**Directions for this task**
Rewrite the lines of every row below as one numbered list, omitting any blank lines.

**Location identification items**
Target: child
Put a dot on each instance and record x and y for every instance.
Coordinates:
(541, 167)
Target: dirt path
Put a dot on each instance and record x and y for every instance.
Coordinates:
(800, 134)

**Output**
1. Target: child
2. Put a dot on each instance and record x and y for every instance.
3. Coordinates:
4. (541, 167)
5. Target: dirt path
6. Put a dot on each instance and record x and y for every instance.
7. Coordinates:
8. (800, 134)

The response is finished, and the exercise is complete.